What is being asked: Please rescale the data, starting at the first line and stopping after the line that contains "(3, 249), (529, 426)", and write out every one of those lines again except the pictures. Multiply each coordinate in the answers by 2.05, round to whole numbers with halves going up, and leave all other lines unchanged.

Exercise inputs:
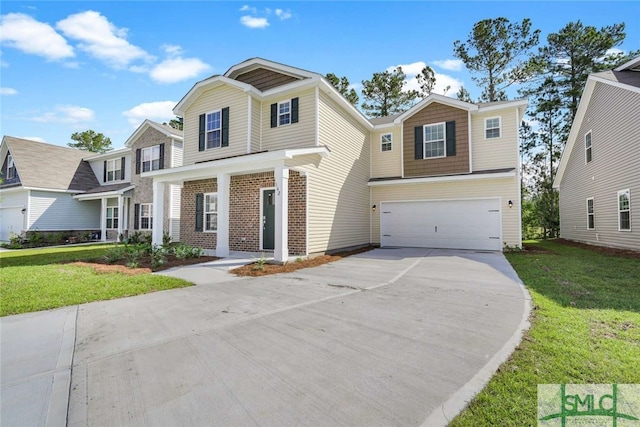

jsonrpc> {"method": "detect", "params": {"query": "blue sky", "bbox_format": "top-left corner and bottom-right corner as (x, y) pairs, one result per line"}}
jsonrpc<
(0, 1), (640, 148)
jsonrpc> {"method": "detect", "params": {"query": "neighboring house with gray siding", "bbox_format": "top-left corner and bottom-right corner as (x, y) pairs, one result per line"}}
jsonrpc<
(554, 57), (640, 250)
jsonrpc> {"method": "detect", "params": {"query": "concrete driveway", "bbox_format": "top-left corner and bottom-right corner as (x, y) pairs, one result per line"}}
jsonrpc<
(3, 249), (529, 426)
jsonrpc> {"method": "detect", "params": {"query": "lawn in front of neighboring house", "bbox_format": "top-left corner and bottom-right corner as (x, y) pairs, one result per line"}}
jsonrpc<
(0, 244), (191, 316)
(451, 241), (640, 427)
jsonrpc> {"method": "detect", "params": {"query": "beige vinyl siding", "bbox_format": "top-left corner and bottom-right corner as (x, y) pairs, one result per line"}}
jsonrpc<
(307, 92), (370, 253)
(183, 86), (248, 166)
(371, 177), (521, 246)
(261, 89), (316, 151)
(560, 83), (640, 250)
(371, 129), (402, 178)
(471, 108), (519, 171)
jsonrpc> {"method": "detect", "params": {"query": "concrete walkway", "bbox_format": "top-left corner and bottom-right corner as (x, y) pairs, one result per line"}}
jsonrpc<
(0, 249), (529, 426)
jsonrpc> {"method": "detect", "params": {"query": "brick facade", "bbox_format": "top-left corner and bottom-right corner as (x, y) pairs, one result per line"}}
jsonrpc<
(180, 171), (307, 255)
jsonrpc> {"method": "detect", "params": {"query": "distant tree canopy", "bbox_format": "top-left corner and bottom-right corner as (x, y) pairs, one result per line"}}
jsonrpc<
(67, 129), (113, 153)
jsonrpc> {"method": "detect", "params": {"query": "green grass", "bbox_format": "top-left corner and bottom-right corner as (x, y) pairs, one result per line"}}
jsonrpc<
(0, 245), (191, 316)
(451, 241), (640, 427)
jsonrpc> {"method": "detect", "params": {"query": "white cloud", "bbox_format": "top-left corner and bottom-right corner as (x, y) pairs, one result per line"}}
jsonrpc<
(275, 9), (291, 21)
(433, 59), (464, 71)
(56, 10), (151, 68)
(122, 101), (176, 127)
(31, 105), (95, 124)
(0, 13), (74, 61)
(240, 15), (269, 28)
(0, 87), (18, 95)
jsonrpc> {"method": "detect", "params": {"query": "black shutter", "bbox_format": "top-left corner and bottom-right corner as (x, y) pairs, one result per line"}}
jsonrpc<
(198, 114), (206, 151)
(159, 142), (164, 169)
(414, 126), (424, 160)
(196, 193), (204, 231)
(133, 203), (140, 230)
(446, 121), (456, 157)
(271, 103), (278, 128)
(291, 98), (298, 123)
(222, 107), (229, 147)
(136, 148), (142, 175)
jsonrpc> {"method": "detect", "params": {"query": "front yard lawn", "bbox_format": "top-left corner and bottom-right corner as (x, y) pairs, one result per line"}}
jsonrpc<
(451, 241), (640, 427)
(0, 245), (191, 316)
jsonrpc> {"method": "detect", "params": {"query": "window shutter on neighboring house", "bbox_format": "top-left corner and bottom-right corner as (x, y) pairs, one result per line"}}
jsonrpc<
(136, 148), (142, 175)
(271, 103), (278, 128)
(414, 126), (424, 160)
(133, 203), (140, 230)
(159, 142), (164, 169)
(198, 114), (206, 151)
(446, 121), (456, 157)
(221, 107), (229, 147)
(196, 193), (204, 231)
(291, 98), (298, 123)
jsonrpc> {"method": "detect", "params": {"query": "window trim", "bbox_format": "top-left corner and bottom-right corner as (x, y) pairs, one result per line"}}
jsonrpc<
(202, 191), (218, 233)
(204, 108), (222, 151)
(616, 188), (631, 232)
(422, 122), (447, 160)
(484, 116), (502, 139)
(380, 132), (393, 153)
(587, 197), (596, 230)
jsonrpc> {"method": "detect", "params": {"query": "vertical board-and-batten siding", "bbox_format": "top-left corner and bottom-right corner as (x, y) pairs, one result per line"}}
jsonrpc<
(371, 125), (402, 178)
(301, 92), (370, 253)
(471, 107), (520, 171)
(27, 190), (101, 231)
(261, 89), (315, 151)
(560, 82), (640, 250)
(183, 86), (248, 166)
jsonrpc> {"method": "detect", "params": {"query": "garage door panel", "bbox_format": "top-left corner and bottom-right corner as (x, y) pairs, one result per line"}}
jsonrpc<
(381, 199), (502, 250)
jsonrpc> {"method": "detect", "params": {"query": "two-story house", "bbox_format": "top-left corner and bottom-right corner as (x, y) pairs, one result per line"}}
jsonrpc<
(148, 58), (527, 261)
(553, 56), (640, 250)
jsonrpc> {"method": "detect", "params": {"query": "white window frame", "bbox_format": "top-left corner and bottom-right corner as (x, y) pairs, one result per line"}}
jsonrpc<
(422, 122), (447, 159)
(202, 192), (218, 233)
(587, 197), (596, 230)
(137, 203), (153, 230)
(380, 133), (393, 153)
(484, 116), (502, 139)
(107, 159), (122, 182)
(209, 110), (222, 150)
(616, 188), (631, 231)
(278, 99), (291, 127)
(140, 145), (160, 172)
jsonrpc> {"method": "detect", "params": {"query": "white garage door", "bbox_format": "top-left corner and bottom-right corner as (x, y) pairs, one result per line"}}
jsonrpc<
(0, 207), (23, 242)
(381, 199), (502, 251)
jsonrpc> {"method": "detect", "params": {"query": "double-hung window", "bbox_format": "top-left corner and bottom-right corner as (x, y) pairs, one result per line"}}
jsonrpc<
(206, 110), (222, 149)
(618, 189), (631, 231)
(142, 145), (160, 172)
(204, 193), (218, 231)
(424, 123), (446, 159)
(587, 197), (596, 230)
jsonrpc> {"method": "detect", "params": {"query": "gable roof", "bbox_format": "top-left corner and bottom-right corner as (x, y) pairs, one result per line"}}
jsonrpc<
(2, 136), (100, 192)
(553, 56), (640, 188)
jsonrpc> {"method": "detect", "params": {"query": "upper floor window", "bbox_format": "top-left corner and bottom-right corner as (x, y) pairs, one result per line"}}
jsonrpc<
(424, 123), (446, 159)
(618, 189), (631, 231)
(584, 131), (593, 163)
(207, 110), (222, 149)
(271, 98), (298, 128)
(380, 133), (393, 151)
(484, 117), (500, 139)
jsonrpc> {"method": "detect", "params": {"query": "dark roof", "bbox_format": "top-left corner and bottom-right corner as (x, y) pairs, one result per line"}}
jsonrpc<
(2, 136), (100, 192)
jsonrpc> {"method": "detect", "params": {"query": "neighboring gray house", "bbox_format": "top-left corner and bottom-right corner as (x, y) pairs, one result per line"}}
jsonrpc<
(554, 56), (640, 250)
(0, 136), (100, 241)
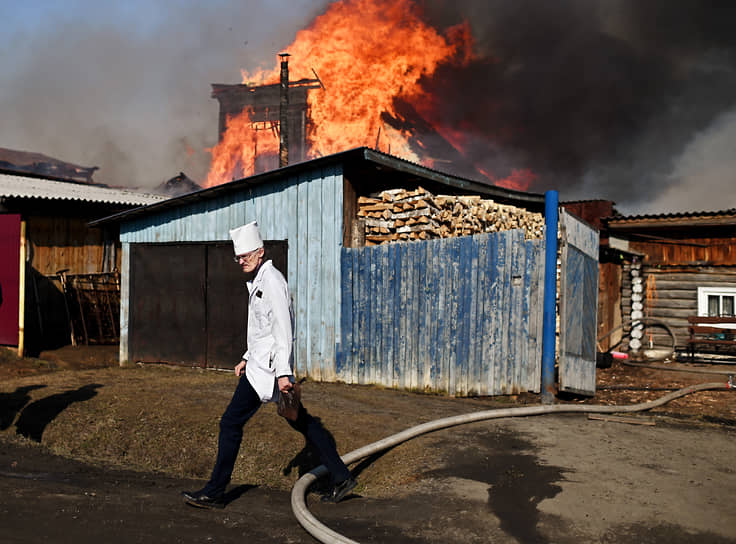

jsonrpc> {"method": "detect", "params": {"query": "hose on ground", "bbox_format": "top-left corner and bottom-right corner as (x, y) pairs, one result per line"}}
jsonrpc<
(291, 380), (735, 544)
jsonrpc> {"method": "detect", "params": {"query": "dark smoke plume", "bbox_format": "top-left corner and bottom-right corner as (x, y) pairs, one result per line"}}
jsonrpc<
(425, 0), (736, 213)
(0, 0), (736, 213)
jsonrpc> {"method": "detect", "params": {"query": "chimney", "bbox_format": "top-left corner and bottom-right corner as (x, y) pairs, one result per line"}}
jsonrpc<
(279, 53), (290, 168)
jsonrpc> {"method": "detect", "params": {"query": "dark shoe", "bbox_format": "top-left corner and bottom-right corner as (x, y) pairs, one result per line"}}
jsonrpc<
(181, 490), (225, 508)
(322, 477), (358, 502)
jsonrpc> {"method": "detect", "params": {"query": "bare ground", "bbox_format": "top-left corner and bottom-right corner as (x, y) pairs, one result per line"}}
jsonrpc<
(0, 347), (736, 543)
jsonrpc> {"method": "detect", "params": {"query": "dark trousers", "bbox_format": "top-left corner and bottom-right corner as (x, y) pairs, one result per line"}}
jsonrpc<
(204, 375), (350, 496)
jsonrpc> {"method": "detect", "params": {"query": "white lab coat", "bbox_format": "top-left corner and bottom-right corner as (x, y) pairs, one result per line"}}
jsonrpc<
(243, 261), (294, 402)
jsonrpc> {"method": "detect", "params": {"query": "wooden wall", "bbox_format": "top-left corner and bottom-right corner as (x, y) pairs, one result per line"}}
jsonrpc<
(337, 230), (544, 395)
(26, 216), (120, 276)
(622, 265), (736, 349)
(629, 236), (736, 266)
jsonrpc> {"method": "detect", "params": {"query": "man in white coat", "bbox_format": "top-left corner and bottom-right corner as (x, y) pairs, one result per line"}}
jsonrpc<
(182, 221), (356, 508)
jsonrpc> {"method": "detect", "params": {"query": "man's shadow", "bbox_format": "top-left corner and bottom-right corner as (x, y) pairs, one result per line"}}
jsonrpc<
(15, 383), (102, 442)
(0, 385), (46, 431)
(282, 417), (357, 494)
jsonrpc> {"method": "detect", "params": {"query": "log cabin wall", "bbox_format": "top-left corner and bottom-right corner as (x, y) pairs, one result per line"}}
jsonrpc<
(26, 216), (120, 276)
(617, 221), (736, 350)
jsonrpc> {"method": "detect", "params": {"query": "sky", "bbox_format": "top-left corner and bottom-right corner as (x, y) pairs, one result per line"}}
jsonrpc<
(0, 0), (736, 214)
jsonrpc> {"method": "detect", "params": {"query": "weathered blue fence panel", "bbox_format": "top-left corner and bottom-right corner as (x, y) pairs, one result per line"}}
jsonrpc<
(336, 231), (544, 395)
(559, 209), (599, 395)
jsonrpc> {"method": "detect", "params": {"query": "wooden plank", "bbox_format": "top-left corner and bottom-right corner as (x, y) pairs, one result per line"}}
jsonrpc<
(509, 231), (526, 393)
(588, 414), (655, 426)
(335, 248), (355, 383)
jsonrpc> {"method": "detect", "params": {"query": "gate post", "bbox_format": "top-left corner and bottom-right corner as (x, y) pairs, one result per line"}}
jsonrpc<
(542, 191), (558, 404)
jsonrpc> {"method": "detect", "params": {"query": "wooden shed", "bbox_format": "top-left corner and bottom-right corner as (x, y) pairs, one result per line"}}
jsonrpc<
(603, 209), (736, 351)
(0, 174), (164, 355)
(93, 148), (597, 394)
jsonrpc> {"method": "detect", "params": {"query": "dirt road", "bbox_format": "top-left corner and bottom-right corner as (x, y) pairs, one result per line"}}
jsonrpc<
(0, 346), (736, 544)
(0, 415), (736, 544)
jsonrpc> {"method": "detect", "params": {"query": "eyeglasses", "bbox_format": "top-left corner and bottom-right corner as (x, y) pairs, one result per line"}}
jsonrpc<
(233, 249), (259, 264)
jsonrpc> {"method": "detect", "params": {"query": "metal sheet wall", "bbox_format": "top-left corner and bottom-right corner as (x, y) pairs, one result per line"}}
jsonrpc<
(337, 231), (544, 395)
(558, 209), (599, 395)
(120, 165), (343, 380)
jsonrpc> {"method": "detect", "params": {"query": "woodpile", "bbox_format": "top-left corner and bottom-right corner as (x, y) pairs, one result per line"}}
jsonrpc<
(358, 187), (544, 245)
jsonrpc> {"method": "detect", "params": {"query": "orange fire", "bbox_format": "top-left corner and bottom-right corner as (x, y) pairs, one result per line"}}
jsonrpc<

Response below:
jsonrpc> {"method": "detect", "params": {"query": "blue sky", "bbox_format": "top-left corner and bottom-right corner as (x, y) pairs, one result per line"}}
jsonrpc<
(0, 2), (1312, 303)
jsonrpc> {"method": "detect", "params": {"query": "neighboring house with gray siding", "bbox_format": "top-left corner and bottom-right corner as (x, y) pairs, one result per line"}}
jsonrpc<
(1136, 117), (1312, 513)
jsonrpc> {"method": "detect", "params": {"query": "concrete driveway", "bbox_format": "top-left corner and bottom-right corner as (x, y) pairs, one result per line"}}
jsonrpc<
(6, 510), (1084, 873)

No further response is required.